#### SET TASK 1
Tally how many lines of the records contain the word "mask", and give only that number.

#### ARTICLE

◇ ◇ ◇ ◇ ◇

Archive for the ‘smalltalk’ Category

Sanskrit, Smalltalk, and Fireworks

Sunday, October 15th, 2006

There’s a combination I won’t soon forget. I spent yesterday evening at the Santa Cruz home of Dan Ingalls celebrating the 10th birthday of Squeak. Dan showed a video of a lecture he gave with his father on the development of an OCR system for recognizing Sanskrit text.

A number of very interesting people attended including some folks from Argentina who are marketing a Smalltalk based oil field production planning system. Also in attendance were David A. Smith – a leading architect of Croquet, Andreas Raab, Craig Latta who is doing some amazing work on a Smalltalk based system called Spoon, and a number of other thoroughly interesting people too numerous to mention here.

As a bonus, there was a fireworks display which we viewed from Dan’s terrace. It’s always interesting when a bunch of smalltalkers get together, they can be such an eclectic bunch.

I Love You – Now Change

Monday, October 2nd, 2006

Which company would you prefer to invest in?

Company A:

“Our company is a dynamic organization with the agility to quickly adapt to new market conditions.”or

Company B:

“Our company is stable, well structured, and organized. What we are doing now is a perfect basis for everything we will do in the future.”(Sounds a little like the Bush administration)

The dynamic organization that can change quickly is going to be more successful than a static organization that is set in its ways.

So how come the software industry pundits continue to try to push static programming systems over dynamic ones when dynamic systems are generally more successful? Its senseless.

In C++ and Java, the assumption is that the superclass designer knows best. Whatever interface the original developer has exposed is expected to be the perfect and complete interface for all time. There is no way to extend an existing interface without owning the source code to it.

The implementation, it is recognized, might not be exactly correct in all cases, so the implementation is left open to extension via the one mechanism made available – subclassing (maybe – Java actually allows the most arrogant developers to forbid subclassing via the ‘final’ keyword).

◇ ◇ ◇ ◇ ◇

(Region annotation entries)

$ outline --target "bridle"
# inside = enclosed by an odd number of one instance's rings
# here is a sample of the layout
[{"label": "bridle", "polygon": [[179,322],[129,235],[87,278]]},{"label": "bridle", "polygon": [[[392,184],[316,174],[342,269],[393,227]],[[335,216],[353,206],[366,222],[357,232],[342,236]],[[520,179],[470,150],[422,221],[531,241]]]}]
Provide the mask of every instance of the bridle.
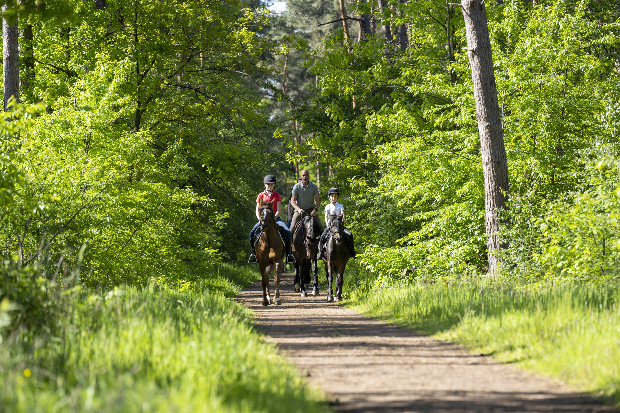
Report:
[{"label": "bridle", "polygon": [[[334,221],[335,221],[338,218],[334,218]],[[334,232],[334,229],[332,228],[332,223],[333,223],[333,221],[329,224],[329,231],[330,231],[330,233],[332,233],[332,236],[334,237],[334,239],[336,239],[336,237],[335,236],[336,234],[339,234],[340,236],[340,238],[344,238],[344,234],[342,233],[342,231],[339,229],[338,231],[337,231],[335,232]]]},{"label": "bridle", "polygon": [[[259,213],[260,214],[262,211],[263,210],[268,210],[269,211],[271,211],[272,213],[273,213],[273,208],[270,208],[269,206],[262,206],[261,208],[259,208]],[[265,222],[265,220],[260,220],[259,221],[259,222],[260,223],[260,229],[261,229],[261,231],[267,231],[267,229],[268,229],[271,227],[272,227],[274,225],[275,225],[275,219],[273,218],[273,216],[272,216],[271,223],[270,223],[269,225],[268,225],[267,226],[266,226],[264,228],[262,228],[262,226],[263,226],[263,223]]]}]

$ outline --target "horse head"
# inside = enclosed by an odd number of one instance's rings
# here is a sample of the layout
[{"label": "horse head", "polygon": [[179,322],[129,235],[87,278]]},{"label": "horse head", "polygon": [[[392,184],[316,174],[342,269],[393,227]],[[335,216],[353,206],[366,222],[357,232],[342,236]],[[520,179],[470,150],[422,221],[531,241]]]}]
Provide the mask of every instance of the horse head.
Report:
[{"label": "horse head", "polygon": [[259,205],[259,216],[260,217],[260,227],[262,231],[267,231],[269,227],[275,224],[274,218],[275,213],[273,212],[274,202],[275,200],[268,202],[261,202],[260,205]]},{"label": "horse head", "polygon": [[329,229],[331,230],[332,236],[336,244],[339,245],[343,239],[342,231],[345,229],[345,224],[342,222],[342,216],[329,214],[329,219],[330,221]]},{"label": "horse head", "polygon": [[304,217],[303,222],[306,232],[306,238],[308,238],[308,242],[311,243],[318,242],[319,238],[321,238],[321,234],[319,233],[319,226],[314,218],[307,215]]}]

◇ ◇ ◇ ◇ ◇

#### SET TASK 2
Please rewrite the Smalltalk post, starting with "There’s a combination" and going on through "an eclectic bunch.", with "terrace" replaced by "balcony".

#### RESPONSE 1
2

#### RESPONSE 2
There’s a combination I won’t soon forget. I spent yesterday evening at the Santa Cruz home of Dan Ingalls celebrating the 10th birthday of Squeak. Dan showed a video of a lecture he gave with his father on the development of an OCR system for recognizing Sanskrit text.

A number of very interesting people attended including some folks from Argentina who are marketing a Smalltalk based oil field production planning system. Also in attendance were David A. Smith – a leading architect of Croquet, Andreas Raab, Craig Latta who is doing some amazing work on a Smalltalk based system called Spoon, and a number of other thoroughly interesting people too numerous to mention here.

As a bonus, there was a fireworks display which we viewed from Dan’s balcony. It’s always interesting when a bunch of smalltalkers get together, they can be such an eclectic bunch.